* **Selection**:
----------------------------------------

Discussion:
Ask EU ... the celery joke
(too old to reply)
DavidK
2019-01-08 14:18:17 UTC
Permalink
I have just finished "Lies Sleeping" by Ben Aaronovitch again.

To quote*:

This particular lot had worked with us before and had taken to wearing a
sprig of mistletoe on their Metvests, presumably because a bulb of
garlic would look stupid. TSG officers spend a lot of time waiting
around in the backs of Sprinter vans and so are prone to violent
practical jokes and moments of whimsy. Seawoll had suggested celery, but
nobody but me got the joke.

I don't either; can anyrat explain?

*quote will never, ever be a noun to me.
Serena Blanchflower
2019-01-08 14:35:09 UTC
Permalink
Post by DavidK
I have just finished "Lies Sleeping" by Ben Aaronovitch again.
This particular lot had worked with us before and had taken to wearing a
sprig of mistletoe on their Metvests, presumably because a bulb of
garlic would look stupid. TSG officers spend a lot of time waiting
around in the backs of Sprinter vans and so are prone to violent
practical jokes and moments of whimsy. Seawoll had suggested celery, but
nobody but me got the joke.
I don't either; can anyrat explain?
*quote will never, ever be a noun to me.
I think it may be a reference to <https://en.wikipedia.org/wiki/Bunnicula>.

----------------------------------------

[Dataset excerpt]
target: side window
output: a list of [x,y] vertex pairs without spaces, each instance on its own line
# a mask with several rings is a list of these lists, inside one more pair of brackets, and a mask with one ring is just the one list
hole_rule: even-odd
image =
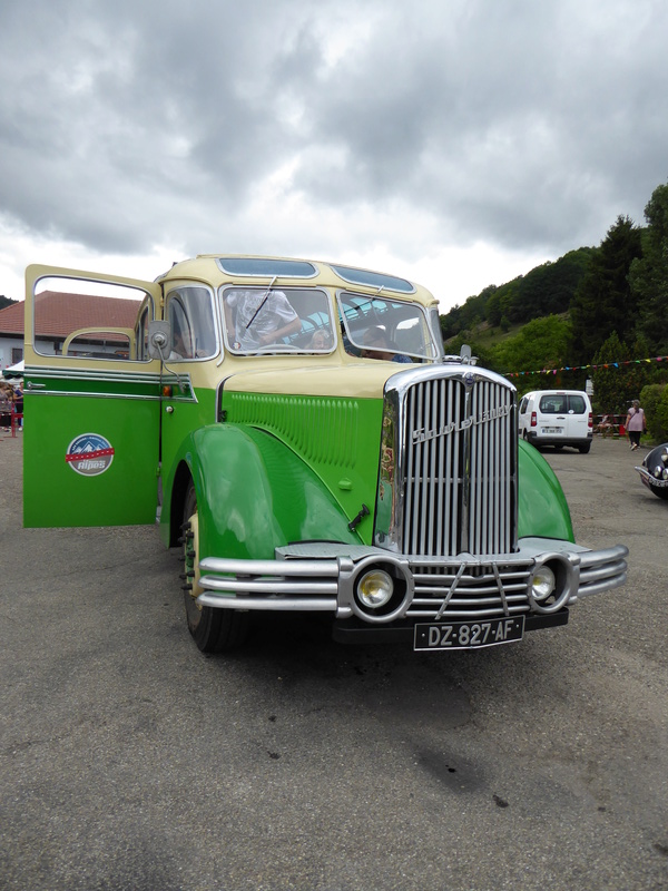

----------------------------------------

* **Direction**: In the celery joke discussion, what had the TSG officers taken to wearing on their Metvests?

* **Output for this exercise**: A sprig of mistletoe.